===== 抜き出した文章 =====
(58)【調査した分野】(Int.Cl.,DB名)
【発明の概要】
【発明が解決しようとする課題】
【0005】
しかしながら、特許文献1では、ステータ巻線の誘起電圧に対して位置センサの取付誤差を推測するが、そもそも誘起電圧を測定する手段は明示されていない。また、取付誤差Δθ3を決定するには、誘起電圧と誘起電圧以外の状態を同時に測定し、かつ、発電機の回転数や誘起電圧を可変にすることが必要である。例えば、3相信号のうち1相はオープンにして、残り2相を、電子負荷を間にして接続することで、誘起電圧を測定することは可能である。しかし、この方法では、3相信号のうち1相の位相と残り2相の位相とを比較するので、3相が120°毎に精度よく並んでいることが前提となる。また、測定する誘起電圧は、発電機内部の磁界を通して影響を受けるので、推測する取付誤差Δθ3の精度の低下を招いてしまう。このように、特許文献1に開示された技術では、推測する取付誤差Δθ3の精度の低下が生じてしまい、最大出力の制御ができていない。
【0006】
そこで、本願は、位置検出精度を向上し、通電制御を精度よく行うことができる発電制御装置、発電制御方法および発電装置を提供することを目的とする。
【課題を解決するための手段】
【0007】
上記課題を解決するため、本発明の一態様は、発電機のロータの回転位置を検出する位置センサが出力した位置検出信号を入力する位置検出信号入力部と、複数の整流素子と複数のスイッチング素子からなり、前記発電機から出力されるN相交流(N=1以上の整数)を整流した直流電力をバッテリに供給するインバータ回路部と、前記発電機の出力電圧が所定の波形を示す位相と前記位置センサから入力した前記位置検出信号の入力位相との差分である位相差であって、基準となるユニットの前記位相差と駆動状態に関するデータとの対応付けされた基準データを記憶する記憶部と、測定対象のユニットの駆動状態を測定するとともに当該駆動状態に対応する前記測定対象のユニットの前記位相差を測定し、当該駆動状態に対応する前記基準となるユニットの前記位相差を前記記憶部を参照して取得し、測定した前記位相差と前記基準となるユニットの前記位相差との差分である補正位相差を算出する算出部と、前記算出部が算出した前記補正位相差に応じて前記複数のスイッチング素子の通電制御を行う駆動信号生成部とを備えることを特徴とする発電制御装置である。
===== 集めたデータ =====
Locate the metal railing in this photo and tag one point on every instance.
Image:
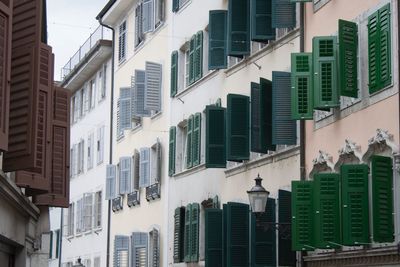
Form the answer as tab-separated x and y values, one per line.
=====
やること -
上の発電制御装置の文章から、「(58)【調査した分野】(Int.Cl.,DB名)」を含むところから書き始め、「大出力の制御ができていない。」まで書いたら止めてください。一字も変えずに書き写してください。

答え -
(58)【調査した分野】(Int.Cl.,DB名)
【発明の概要】
【発明が解決しようとする課題】
【0005】
しかしながら、特許文献1では、ステータ巻線の誘起電圧に対して位置センサの取付誤差を推測するが、そもそも誘起電圧を測定する手段は明示されていない。また、取付誤差Δθ3を決定するには、誘起電圧と誘起電圧以外の状態を同時に測定し、かつ、発電機の回転数や誘起電圧を可変にすることが必要である。例えば、3相信号のうち1相はオープンにして、残り2相を、電子負荷を間にして接続することで、誘起電圧を測定することは可能である。しかし、この方法では、3相信号のうち1相の位相と残り2相の位相とを比較するので、3相が120°毎に精度よく並んでいることが前提となる。また、測定する誘起電圧は、発電機内部の磁界を通して影響を受けるので、推測する取付誤差Δθ3の精度の低下を招いてしまう。このように、特許文献1に開示された技術では、推測する取付誤差Δθ3の精度の低下が生じてしまい、最大出力の制御ができていない。